══ Document passage
The impact of this trial is underscored in several important ways. First, despite the increasing and large numbers of prostate cancer survivors living with increasing disease burden and/or treatment-related impairments to their quality of life, there is limited evidence regarding interventions targeting fatigue in this population. Research on mind-body interventions to improve patient-reported symptoms and quality of life is much less frequent for prostate and senior cancer survivors than breast cancer survivors [109,110] and to our knowledge, no definitive randomized controlled trials have studied the effects of a TCQ intervention in fatigued prostate cancer survivors. Our study addresses this knowledge gap and the findings will provide decision-makers and practitioners with information needed to make evidence-based decisions and recommendations regarding the management of cancer-related fatigue.
════
[Complete the following]:
A. Translate this sentence from the prostate cancer fatigue trial passage into Spanish: "Our study addresses this knowledge gap and the findings will provide decision-makers and practitioners with information needed to make evidence-based decisions and recommendations regarding the management of cancer-related fatigue."
B. Pick up the prostate cancer fatigue trial passage after its final sentence and write a continuation of it.
The data after this point stand apart from the passage on the prostate cancer fatigue trial.
══ Supplied information
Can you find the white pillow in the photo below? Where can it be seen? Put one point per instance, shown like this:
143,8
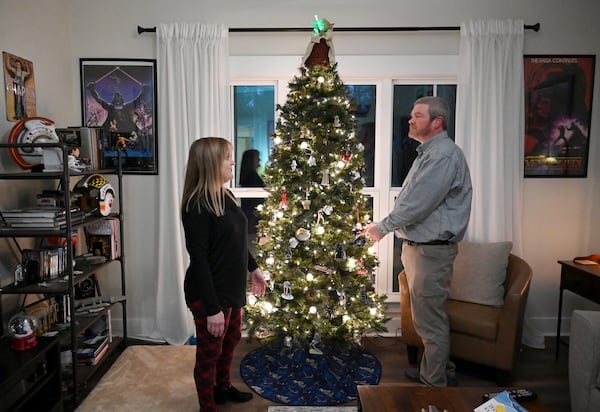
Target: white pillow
════
[Responses to the exercise]:
A. Nuestro estudio aborda esta laguna de conocimiento y los hallazgos proporcionarán a los responsables de la toma de decisiones y a los profesionales la información necesaria para tomar decisiones y formular recomendaciones basadas en la evidencia sobre el manejo de la fatiga relacionada con el cáncer.

B.
Second, we utilize a 3-arm randomized design with both a UC and an intensity-matched, exercise condition. Outcome differences between the TCQ and UC conditions will provide an estimate of the efficacy of the TCQ intervention for improving fatigue. In addition, we will compare TCQ to the BT condition, consisting of intensity-matched non-TCQ and eccentric movements, but no meditation or focused deep breathing, to determine the benefits of these relaxation components above the effects of exercise, and social support and other salient non-specific factors (same dose of class attendance, attention by study staff and instructors, social setting) that could influence outcomes.

Third, a growing body of literature supports the use of mind-body interventions for treatment of fatigue in individuals with cancer and reduction of biological markers of inflammation related to fatigue particularly for breast cancer patients. It is unknown whether the fatigue, psychological distress, sleep impairments, and quality of life/well-being prevalent in aging prostate cancer survivors [16,21,[111], [112], [113]] will be as responsive to TCQ interventions. We have shown that the TCQ intervention is well-tolerated and acceptable by elderly, fatigued prostate cancer survivors [39], but a larger efficacy clinical trial such as ours is required before this intervention can be recommended as part of survivorship care plans.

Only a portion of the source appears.